INSTRUCTIONS FOR THE TASK » Once the line with "the white garage" is found in the entries below, print it and each following line exactly, stopping after the line with "target | small plant"; print nothing else.

ENTRIES SHOWN »
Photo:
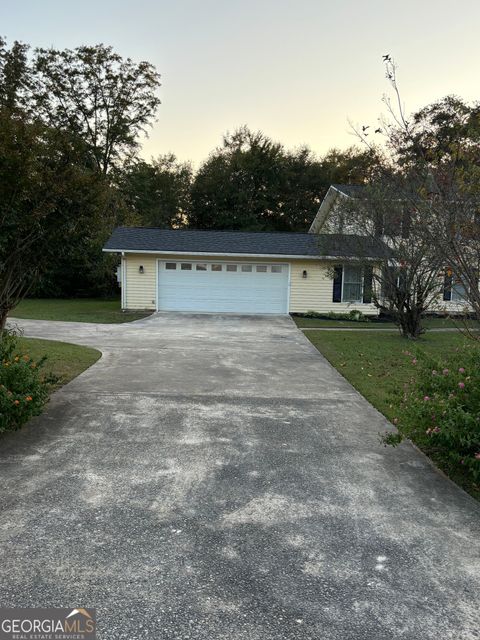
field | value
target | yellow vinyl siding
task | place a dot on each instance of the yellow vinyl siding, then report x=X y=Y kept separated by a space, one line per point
x=313 y=293
x=140 y=287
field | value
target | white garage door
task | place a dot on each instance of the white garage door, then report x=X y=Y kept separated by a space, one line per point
x=222 y=286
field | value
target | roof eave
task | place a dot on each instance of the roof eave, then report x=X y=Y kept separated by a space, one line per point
x=277 y=256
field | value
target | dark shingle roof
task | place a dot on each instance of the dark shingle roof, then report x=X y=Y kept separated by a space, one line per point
x=242 y=242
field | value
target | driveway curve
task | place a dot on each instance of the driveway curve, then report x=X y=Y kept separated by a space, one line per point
x=213 y=477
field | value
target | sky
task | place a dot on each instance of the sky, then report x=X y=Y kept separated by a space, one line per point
x=299 y=70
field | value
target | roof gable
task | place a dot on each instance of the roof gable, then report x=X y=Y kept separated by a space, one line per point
x=155 y=240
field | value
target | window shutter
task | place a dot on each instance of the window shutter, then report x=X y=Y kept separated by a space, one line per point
x=447 y=287
x=337 y=283
x=367 y=285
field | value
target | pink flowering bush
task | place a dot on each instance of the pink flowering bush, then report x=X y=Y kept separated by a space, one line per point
x=440 y=411
x=24 y=390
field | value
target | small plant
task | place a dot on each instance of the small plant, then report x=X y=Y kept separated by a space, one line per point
x=353 y=315
x=440 y=410
x=24 y=390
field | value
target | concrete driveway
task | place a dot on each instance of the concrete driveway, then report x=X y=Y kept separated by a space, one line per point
x=212 y=477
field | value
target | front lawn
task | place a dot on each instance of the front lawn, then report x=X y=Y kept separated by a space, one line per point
x=78 y=310
x=379 y=365
x=64 y=360
x=332 y=323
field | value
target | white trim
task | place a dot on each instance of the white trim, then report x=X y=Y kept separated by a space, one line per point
x=206 y=254
x=123 y=266
x=157 y=274
x=289 y=284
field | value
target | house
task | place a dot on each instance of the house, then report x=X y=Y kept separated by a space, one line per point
x=333 y=218
x=245 y=272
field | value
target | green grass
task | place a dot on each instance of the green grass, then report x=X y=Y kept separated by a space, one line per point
x=330 y=323
x=78 y=310
x=379 y=365
x=64 y=360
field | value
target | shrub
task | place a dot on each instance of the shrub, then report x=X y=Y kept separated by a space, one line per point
x=24 y=390
x=353 y=315
x=440 y=410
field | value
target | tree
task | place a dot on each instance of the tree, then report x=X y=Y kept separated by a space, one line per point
x=46 y=194
x=94 y=93
x=254 y=183
x=158 y=193
x=434 y=167
x=406 y=285
x=50 y=189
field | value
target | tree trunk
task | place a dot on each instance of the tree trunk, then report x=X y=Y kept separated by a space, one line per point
x=3 y=318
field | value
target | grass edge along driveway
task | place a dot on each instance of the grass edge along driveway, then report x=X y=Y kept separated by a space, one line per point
x=64 y=360
x=75 y=310
x=377 y=365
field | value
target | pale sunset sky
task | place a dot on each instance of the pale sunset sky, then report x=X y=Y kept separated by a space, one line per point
x=298 y=70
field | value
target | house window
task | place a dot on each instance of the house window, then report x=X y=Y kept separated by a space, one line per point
x=459 y=293
x=453 y=288
x=352 y=284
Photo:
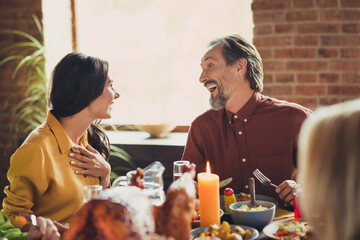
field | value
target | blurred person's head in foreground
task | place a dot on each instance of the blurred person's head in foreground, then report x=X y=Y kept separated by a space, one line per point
x=329 y=161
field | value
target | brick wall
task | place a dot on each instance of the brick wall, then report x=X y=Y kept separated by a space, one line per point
x=14 y=14
x=310 y=49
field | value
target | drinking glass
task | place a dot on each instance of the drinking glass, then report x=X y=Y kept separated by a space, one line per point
x=153 y=182
x=177 y=168
x=90 y=191
x=296 y=199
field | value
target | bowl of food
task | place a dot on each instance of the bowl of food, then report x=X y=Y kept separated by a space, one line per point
x=257 y=216
x=224 y=231
x=156 y=130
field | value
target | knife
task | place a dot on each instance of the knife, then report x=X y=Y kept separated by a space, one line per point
x=225 y=182
x=252 y=191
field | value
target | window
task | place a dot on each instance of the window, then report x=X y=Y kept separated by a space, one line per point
x=154 y=49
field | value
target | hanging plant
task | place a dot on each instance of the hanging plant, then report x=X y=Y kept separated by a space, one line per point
x=29 y=76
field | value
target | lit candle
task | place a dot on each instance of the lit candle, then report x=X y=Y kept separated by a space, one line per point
x=209 y=197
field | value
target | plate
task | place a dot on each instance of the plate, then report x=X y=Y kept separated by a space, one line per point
x=270 y=229
x=254 y=232
x=258 y=197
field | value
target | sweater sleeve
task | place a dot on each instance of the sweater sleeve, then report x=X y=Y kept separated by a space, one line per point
x=28 y=181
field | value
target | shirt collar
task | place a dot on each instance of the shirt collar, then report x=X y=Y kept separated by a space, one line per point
x=248 y=109
x=62 y=138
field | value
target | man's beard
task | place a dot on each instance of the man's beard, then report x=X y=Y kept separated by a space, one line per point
x=219 y=101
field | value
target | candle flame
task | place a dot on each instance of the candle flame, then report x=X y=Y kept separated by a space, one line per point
x=208 y=170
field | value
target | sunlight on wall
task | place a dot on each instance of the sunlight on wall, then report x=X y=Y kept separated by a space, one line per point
x=154 y=49
x=57 y=31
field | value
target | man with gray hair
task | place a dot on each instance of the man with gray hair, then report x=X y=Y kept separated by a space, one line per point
x=245 y=130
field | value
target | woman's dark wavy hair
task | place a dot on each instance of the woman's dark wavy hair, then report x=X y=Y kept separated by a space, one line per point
x=76 y=81
x=235 y=47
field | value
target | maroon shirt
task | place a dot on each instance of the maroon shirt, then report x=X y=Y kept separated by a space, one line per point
x=263 y=134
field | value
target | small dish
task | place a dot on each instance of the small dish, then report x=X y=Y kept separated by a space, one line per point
x=254 y=232
x=256 y=219
x=271 y=229
x=196 y=223
x=258 y=197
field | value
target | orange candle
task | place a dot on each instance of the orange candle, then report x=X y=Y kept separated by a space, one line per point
x=209 y=197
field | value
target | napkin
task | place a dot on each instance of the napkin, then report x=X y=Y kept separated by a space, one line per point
x=282 y=213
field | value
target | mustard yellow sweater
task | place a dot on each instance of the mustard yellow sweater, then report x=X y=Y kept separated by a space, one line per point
x=42 y=181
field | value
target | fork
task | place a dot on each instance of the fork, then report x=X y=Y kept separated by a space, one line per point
x=262 y=179
x=30 y=218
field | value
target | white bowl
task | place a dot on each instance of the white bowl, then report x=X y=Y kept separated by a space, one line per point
x=156 y=130
x=258 y=219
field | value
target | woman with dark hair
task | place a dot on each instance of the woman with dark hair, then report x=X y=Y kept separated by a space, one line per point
x=48 y=172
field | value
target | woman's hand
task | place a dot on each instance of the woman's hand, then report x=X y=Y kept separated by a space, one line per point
x=46 y=229
x=92 y=163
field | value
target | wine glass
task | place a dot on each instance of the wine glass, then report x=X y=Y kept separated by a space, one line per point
x=90 y=191
x=177 y=165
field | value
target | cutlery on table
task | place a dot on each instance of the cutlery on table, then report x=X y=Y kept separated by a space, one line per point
x=252 y=191
x=225 y=182
x=30 y=218
x=262 y=179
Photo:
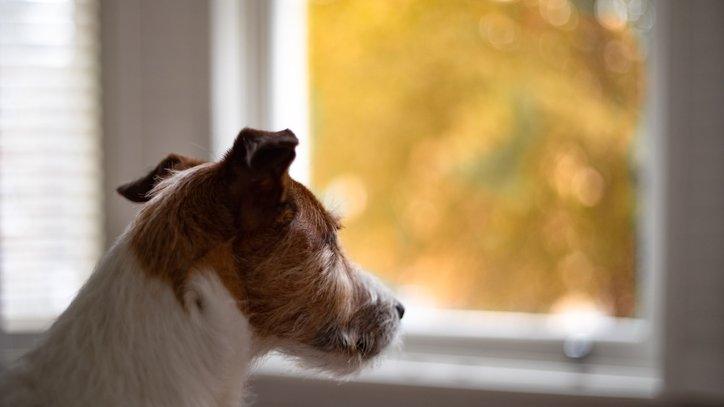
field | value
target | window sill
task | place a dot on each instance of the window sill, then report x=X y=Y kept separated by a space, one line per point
x=485 y=375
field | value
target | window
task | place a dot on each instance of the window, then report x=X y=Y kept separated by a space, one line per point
x=483 y=153
x=486 y=158
x=50 y=233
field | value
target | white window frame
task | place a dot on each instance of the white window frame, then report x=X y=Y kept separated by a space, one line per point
x=142 y=123
x=512 y=351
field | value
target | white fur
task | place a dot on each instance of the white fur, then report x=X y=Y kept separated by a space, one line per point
x=127 y=341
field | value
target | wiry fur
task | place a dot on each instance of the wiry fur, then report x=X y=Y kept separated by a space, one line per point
x=125 y=341
x=224 y=262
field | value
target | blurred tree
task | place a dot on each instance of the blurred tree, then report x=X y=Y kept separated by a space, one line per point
x=480 y=150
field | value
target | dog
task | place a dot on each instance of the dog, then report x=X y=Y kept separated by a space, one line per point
x=225 y=262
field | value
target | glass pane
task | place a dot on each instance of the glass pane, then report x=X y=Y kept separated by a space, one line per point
x=481 y=152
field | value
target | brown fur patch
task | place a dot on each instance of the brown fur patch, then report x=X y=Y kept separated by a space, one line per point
x=270 y=241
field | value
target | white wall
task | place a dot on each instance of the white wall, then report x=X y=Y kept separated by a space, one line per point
x=156 y=90
x=694 y=262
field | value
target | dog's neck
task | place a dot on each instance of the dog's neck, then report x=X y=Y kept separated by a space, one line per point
x=127 y=337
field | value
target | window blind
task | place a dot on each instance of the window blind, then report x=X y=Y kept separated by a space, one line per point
x=50 y=195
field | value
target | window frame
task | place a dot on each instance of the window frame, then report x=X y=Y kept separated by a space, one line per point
x=627 y=345
x=255 y=18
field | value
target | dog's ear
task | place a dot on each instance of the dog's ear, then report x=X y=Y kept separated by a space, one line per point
x=138 y=190
x=259 y=160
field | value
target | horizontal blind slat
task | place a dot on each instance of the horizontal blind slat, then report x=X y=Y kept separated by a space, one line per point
x=50 y=213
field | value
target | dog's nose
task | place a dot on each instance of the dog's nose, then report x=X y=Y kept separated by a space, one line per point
x=400 y=309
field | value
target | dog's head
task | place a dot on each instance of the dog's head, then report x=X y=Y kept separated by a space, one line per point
x=273 y=245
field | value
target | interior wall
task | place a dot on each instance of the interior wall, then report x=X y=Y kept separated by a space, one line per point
x=156 y=91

RESPONSE BELOW »
task | place a dot on each instance of the white garage door, then report x=X y=Y kept separated by a space, one line per point
x=222 y=286
field | value
target | roof eave
task | place a dot on each instance of the roof eave, then report x=X y=Y kept separated by a space, one line per point
x=277 y=256
field | value
target | dark shingle roof
task | place a dot on each instance of the dark shingle roof, then report x=X y=Y kept separated by a space, one line per point
x=242 y=242
field | value
target | driveway curve
task | place a dot on each instance of the driveway curve, then report x=X y=Y kept separated by a space, one line per point
x=213 y=477
field | value
target | sky
task | place a dot on each instance of the sky, then report x=X y=Y kept separated by a space, one line per point
x=299 y=70
field | value
target | roof gable
task | place a dot on each instance of the roof gable, then report x=X y=Y kept separated by a space, one line per point
x=155 y=240
field | value
target | window shutter
task | place a dot on each instance of the window shutter, then report x=X y=Y kept separated by a space, one line per point
x=447 y=287
x=337 y=283
x=367 y=285
field | value
target | pink flowering bush
task | place a dot on each instance of the pink flowering bush, then report x=X y=Y kept separated by a space, one line per point
x=440 y=411
x=24 y=390
field | value
target | small plant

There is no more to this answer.